Task requirements: Copy out the lines in the records below, starting at the line containing "job: trace every instance of the green stem" and ending at the line containing "target: green stem", both included.

[Labeled contour entries]
────────────────────────────────────────

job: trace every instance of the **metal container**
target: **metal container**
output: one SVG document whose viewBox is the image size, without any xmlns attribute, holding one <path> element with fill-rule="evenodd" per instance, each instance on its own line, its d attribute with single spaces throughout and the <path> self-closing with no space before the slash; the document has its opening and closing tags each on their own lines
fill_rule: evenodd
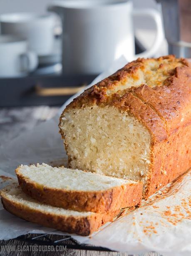
<svg viewBox="0 0 191 256">
<path fill-rule="evenodd" d="M 157 1 L 161 4 L 169 53 L 191 58 L 191 0 Z"/>
</svg>

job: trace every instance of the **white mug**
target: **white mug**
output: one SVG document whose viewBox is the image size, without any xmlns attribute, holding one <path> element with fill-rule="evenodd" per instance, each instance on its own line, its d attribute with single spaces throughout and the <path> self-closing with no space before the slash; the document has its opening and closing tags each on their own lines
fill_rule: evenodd
<svg viewBox="0 0 191 256">
<path fill-rule="evenodd" d="M 63 72 L 98 74 L 122 55 L 132 61 L 155 53 L 163 38 L 160 15 L 153 9 L 133 10 L 130 0 L 63 0 L 48 8 L 62 20 Z M 135 55 L 132 15 L 151 16 L 157 33 L 149 50 Z"/>
<path fill-rule="evenodd" d="M 38 65 L 37 56 L 29 51 L 27 41 L 13 35 L 0 35 L 0 77 L 27 75 Z"/>
<path fill-rule="evenodd" d="M 39 56 L 52 51 L 55 28 L 53 14 L 21 13 L 0 15 L 1 33 L 19 35 L 28 41 L 29 49 Z"/>
</svg>

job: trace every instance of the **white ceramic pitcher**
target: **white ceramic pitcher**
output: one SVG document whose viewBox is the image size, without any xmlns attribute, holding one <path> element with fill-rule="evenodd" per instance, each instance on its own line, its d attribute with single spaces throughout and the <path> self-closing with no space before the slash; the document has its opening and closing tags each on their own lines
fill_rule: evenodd
<svg viewBox="0 0 191 256">
<path fill-rule="evenodd" d="M 163 38 L 159 13 L 153 9 L 133 10 L 130 0 L 62 0 L 54 2 L 48 9 L 62 19 L 64 74 L 98 74 L 122 55 L 128 61 L 151 57 Z M 157 30 L 151 48 L 136 55 L 132 15 L 151 16 Z"/>
</svg>

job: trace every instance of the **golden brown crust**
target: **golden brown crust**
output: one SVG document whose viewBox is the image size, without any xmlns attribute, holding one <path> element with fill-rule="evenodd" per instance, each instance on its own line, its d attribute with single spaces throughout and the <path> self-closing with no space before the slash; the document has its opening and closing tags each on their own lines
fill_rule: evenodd
<svg viewBox="0 0 191 256">
<path fill-rule="evenodd" d="M 3 207 L 14 215 L 43 226 L 81 236 L 90 235 L 107 222 L 113 221 L 120 213 L 119 210 L 114 213 L 104 214 L 92 213 L 86 217 L 59 216 L 37 209 L 35 210 L 12 201 L 6 198 L 3 193 L 2 193 L 1 197 Z"/>
<path fill-rule="evenodd" d="M 139 205 L 142 184 L 129 183 L 104 191 L 70 191 L 43 187 L 24 177 L 16 170 L 22 190 L 39 201 L 53 206 L 74 210 L 95 213 L 114 212 L 119 209 Z"/>
<path fill-rule="evenodd" d="M 121 112 L 127 112 L 146 128 L 152 139 L 146 198 L 191 166 L 191 68 L 186 60 L 176 59 L 173 56 L 150 59 L 159 62 L 167 60 L 171 65 L 166 72 L 166 63 L 159 65 L 159 69 L 164 71 L 161 76 L 167 77 L 163 83 L 156 83 L 155 86 L 143 83 L 108 93 L 125 83 L 127 78 L 133 78 L 136 82 L 139 70 L 146 74 L 148 60 L 138 59 L 88 89 L 64 111 L 95 104 L 100 107 L 109 105 Z M 150 72 L 152 75 L 152 70 Z M 64 112 L 60 121 L 63 115 Z M 64 139 L 61 129 L 60 132 Z"/>
</svg>

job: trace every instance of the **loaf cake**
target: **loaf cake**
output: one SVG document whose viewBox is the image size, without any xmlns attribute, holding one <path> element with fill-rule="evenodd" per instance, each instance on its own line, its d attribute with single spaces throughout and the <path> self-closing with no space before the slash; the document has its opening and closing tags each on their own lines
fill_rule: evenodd
<svg viewBox="0 0 191 256">
<path fill-rule="evenodd" d="M 140 205 L 142 184 L 46 164 L 16 170 L 23 191 L 40 202 L 66 209 L 114 212 Z"/>
<path fill-rule="evenodd" d="M 40 203 L 12 183 L 0 192 L 4 208 L 26 221 L 69 233 L 88 236 L 120 214 L 77 212 Z"/>
<path fill-rule="evenodd" d="M 141 181 L 144 198 L 191 167 L 191 68 L 139 58 L 87 89 L 62 114 L 69 165 Z"/>
</svg>

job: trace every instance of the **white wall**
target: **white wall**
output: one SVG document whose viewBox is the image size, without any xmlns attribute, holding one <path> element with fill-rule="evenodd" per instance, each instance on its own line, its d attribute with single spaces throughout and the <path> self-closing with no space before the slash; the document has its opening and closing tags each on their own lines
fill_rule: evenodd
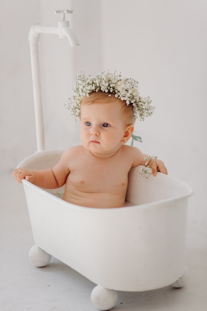
<svg viewBox="0 0 207 311">
<path fill-rule="evenodd" d="M 75 75 L 117 70 L 137 79 L 156 108 L 136 130 L 138 147 L 163 159 L 170 175 L 190 184 L 189 220 L 207 228 L 207 26 L 206 0 L 8 0 L 0 16 L 1 172 L 36 149 L 28 33 L 37 22 L 67 18 L 80 45 L 41 35 L 40 58 L 46 148 L 78 140 L 78 126 L 64 104 Z M 199 235 L 192 236 L 199 244 Z"/>
<path fill-rule="evenodd" d="M 189 223 L 207 233 L 207 2 L 102 4 L 103 69 L 138 79 L 141 94 L 150 95 L 156 106 L 151 117 L 137 122 L 144 141 L 137 146 L 157 155 L 170 175 L 193 187 Z"/>
</svg>

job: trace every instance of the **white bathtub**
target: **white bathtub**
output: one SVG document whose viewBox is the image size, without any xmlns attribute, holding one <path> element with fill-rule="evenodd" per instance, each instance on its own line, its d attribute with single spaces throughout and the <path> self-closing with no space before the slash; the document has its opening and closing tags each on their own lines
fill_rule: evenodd
<svg viewBox="0 0 207 311">
<path fill-rule="evenodd" d="M 37 153 L 19 166 L 51 167 L 62 151 Z M 185 251 L 188 197 L 186 184 L 158 173 L 139 178 L 140 167 L 132 170 L 127 200 L 120 208 L 96 209 L 74 205 L 23 180 L 36 245 L 29 252 L 37 266 L 52 255 L 97 284 L 94 305 L 108 310 L 118 291 L 143 291 L 187 278 Z"/>
</svg>

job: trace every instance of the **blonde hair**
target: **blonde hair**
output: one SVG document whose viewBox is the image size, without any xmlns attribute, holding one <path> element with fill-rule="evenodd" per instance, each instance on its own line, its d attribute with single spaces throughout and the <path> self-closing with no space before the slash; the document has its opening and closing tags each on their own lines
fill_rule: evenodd
<svg viewBox="0 0 207 311">
<path fill-rule="evenodd" d="M 111 97 L 113 99 L 117 99 L 122 105 L 121 109 L 121 114 L 123 117 L 123 121 L 125 125 L 134 125 L 136 118 L 134 116 L 133 106 L 132 105 L 127 105 L 126 100 L 121 100 L 119 98 L 116 98 L 114 94 L 111 93 L 105 93 L 102 91 L 98 92 L 92 92 L 89 94 L 89 97 L 85 96 L 82 99 L 80 105 L 90 105 L 94 104 L 99 100 L 102 100 L 104 103 L 109 102 Z"/>
</svg>

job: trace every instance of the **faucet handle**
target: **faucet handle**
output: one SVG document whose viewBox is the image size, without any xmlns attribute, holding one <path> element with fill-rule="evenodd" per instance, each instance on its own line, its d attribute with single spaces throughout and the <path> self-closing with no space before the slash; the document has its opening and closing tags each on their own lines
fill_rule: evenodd
<svg viewBox="0 0 207 311">
<path fill-rule="evenodd" d="M 62 15 L 62 21 L 66 20 L 66 13 L 72 14 L 72 10 L 56 10 L 55 14 L 61 14 Z"/>
</svg>

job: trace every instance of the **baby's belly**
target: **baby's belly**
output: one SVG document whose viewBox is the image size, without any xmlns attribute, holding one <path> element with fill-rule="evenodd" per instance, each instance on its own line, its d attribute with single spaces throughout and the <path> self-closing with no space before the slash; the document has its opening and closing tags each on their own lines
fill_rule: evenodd
<svg viewBox="0 0 207 311">
<path fill-rule="evenodd" d="M 125 205 L 126 194 L 107 193 L 90 193 L 68 192 L 66 191 L 63 199 L 73 204 L 96 208 L 122 207 Z"/>
</svg>

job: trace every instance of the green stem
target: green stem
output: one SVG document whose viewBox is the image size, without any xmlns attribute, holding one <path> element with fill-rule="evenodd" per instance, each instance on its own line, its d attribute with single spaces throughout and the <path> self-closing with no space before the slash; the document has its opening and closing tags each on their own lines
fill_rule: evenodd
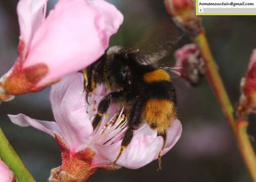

────────────────────────────────────────

Correct answer:
job: trace every instance of the green stem
target: green stem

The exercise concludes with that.